Lines of data
======

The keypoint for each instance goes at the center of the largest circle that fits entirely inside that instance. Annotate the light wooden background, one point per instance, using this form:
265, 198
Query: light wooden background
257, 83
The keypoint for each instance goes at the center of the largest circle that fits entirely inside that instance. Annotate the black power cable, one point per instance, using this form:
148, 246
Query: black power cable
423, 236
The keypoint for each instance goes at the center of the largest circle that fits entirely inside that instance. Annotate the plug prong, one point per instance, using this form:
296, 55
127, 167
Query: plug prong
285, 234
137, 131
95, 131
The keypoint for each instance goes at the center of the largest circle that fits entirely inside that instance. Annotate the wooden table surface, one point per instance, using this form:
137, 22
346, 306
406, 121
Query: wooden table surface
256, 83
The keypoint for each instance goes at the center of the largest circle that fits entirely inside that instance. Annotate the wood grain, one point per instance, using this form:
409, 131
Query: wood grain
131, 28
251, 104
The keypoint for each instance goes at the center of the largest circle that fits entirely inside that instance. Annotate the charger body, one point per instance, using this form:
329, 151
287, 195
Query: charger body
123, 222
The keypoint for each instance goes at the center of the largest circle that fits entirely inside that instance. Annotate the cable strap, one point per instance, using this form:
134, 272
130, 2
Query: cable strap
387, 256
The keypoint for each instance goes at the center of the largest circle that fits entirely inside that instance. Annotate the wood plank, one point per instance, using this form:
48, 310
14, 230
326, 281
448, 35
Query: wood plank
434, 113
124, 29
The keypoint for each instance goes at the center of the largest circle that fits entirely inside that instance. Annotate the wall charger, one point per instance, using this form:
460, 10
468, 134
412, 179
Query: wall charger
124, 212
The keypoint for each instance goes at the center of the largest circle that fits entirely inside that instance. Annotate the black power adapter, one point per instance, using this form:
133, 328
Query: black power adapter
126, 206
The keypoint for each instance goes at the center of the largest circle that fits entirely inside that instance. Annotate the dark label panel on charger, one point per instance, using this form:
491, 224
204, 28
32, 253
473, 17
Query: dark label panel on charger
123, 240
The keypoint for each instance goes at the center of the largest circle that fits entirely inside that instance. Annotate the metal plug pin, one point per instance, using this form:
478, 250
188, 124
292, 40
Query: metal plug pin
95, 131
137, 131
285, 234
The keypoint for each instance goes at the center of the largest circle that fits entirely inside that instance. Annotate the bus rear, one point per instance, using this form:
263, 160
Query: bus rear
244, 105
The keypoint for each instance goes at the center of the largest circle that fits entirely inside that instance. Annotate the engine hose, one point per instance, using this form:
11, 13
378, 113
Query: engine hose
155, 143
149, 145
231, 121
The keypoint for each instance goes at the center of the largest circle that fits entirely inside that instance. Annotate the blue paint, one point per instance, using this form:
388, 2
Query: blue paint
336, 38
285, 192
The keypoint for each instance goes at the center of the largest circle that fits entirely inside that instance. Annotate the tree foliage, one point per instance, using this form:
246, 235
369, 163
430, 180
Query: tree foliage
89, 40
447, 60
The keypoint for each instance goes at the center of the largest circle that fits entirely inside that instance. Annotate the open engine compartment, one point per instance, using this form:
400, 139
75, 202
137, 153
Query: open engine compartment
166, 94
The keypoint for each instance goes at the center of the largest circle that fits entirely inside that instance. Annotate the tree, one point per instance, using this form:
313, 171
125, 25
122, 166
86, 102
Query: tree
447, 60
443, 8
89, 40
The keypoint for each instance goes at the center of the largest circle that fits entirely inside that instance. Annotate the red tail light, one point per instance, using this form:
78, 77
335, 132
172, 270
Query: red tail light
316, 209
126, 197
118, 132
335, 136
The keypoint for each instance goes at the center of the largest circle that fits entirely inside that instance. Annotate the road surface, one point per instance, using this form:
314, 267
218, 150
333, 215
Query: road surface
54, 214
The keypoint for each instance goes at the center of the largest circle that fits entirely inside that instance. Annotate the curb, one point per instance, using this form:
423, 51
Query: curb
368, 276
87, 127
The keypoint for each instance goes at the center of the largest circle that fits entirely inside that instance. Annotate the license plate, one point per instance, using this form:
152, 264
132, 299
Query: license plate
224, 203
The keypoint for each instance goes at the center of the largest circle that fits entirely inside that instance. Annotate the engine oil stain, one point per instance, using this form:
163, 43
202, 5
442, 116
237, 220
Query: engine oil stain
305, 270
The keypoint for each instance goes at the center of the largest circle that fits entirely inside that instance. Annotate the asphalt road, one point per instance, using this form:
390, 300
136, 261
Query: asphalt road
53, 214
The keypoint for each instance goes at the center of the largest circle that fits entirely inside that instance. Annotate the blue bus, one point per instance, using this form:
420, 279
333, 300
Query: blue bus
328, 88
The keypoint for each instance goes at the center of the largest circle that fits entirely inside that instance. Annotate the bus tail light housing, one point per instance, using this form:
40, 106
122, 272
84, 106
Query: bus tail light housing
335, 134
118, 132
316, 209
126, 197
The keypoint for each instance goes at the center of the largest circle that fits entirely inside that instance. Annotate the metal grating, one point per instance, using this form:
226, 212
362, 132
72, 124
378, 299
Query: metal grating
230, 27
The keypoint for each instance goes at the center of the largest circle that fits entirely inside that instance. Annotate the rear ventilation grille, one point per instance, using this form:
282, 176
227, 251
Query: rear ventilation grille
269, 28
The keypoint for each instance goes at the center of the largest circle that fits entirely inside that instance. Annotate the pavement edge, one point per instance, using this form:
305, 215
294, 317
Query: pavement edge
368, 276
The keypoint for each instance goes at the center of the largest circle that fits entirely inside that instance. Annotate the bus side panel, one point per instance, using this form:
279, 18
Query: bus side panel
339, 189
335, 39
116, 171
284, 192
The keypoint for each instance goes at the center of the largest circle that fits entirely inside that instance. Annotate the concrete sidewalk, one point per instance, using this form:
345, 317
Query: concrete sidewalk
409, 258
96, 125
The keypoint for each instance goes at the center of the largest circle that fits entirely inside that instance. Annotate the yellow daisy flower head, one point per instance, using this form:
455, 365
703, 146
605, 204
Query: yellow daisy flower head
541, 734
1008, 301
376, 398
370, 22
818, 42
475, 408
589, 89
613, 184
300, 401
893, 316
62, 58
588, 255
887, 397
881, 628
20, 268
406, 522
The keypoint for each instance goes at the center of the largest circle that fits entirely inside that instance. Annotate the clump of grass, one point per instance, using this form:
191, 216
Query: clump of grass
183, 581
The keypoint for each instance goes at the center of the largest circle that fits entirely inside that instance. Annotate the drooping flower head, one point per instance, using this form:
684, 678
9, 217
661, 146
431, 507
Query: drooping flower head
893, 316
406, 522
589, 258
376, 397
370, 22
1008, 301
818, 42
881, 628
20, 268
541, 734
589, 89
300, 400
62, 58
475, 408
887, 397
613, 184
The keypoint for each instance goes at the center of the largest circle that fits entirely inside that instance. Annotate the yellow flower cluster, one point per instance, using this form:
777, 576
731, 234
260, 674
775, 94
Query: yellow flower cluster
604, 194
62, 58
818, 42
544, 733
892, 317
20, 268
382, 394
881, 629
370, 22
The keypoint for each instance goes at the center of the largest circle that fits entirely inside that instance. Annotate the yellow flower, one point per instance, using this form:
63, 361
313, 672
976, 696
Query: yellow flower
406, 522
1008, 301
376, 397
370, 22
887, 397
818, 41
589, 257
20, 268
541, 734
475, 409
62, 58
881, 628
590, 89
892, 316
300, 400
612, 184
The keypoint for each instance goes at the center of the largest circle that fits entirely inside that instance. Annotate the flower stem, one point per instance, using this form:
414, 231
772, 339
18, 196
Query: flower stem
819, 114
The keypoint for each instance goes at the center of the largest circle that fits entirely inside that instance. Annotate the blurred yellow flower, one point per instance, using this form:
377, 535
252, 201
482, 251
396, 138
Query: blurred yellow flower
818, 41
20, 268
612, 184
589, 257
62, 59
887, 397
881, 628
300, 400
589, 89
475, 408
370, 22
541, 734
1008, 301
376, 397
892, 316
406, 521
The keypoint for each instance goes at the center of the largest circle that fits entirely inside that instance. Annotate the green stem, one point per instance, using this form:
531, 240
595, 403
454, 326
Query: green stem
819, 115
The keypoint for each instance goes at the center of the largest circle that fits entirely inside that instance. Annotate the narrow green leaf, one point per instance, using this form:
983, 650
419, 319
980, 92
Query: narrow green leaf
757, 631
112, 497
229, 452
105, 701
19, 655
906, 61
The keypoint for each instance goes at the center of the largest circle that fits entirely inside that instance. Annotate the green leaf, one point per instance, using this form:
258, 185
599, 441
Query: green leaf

======

Task instructions — Return exactly the lines from the one containing "green stem, one" through the last line of the records above, both included, and nothing else.

Solution —
The keypoint for each instance goes at the center of the largest circle that fits entirely inside that instance. Annotate the green stem, one point per instance, using this form:
531, 240
595, 403
454, 326
Query: green stem
819, 115
The keypoint for each instance goes at the center of the largest circle that fits entirely inside that instance. Annotate the narrow green leaf, one point per instance, using this form:
983, 650
419, 319
980, 92
Query: narrow green leaf
757, 631
112, 497
229, 452
105, 701
19, 655
906, 61
The keypoint for each instance goes at the center of the largest circle that fits entirely inside that instance. Annotate the green leaf, one point per instance, using this form:
258, 185
599, 441
Query: green leaf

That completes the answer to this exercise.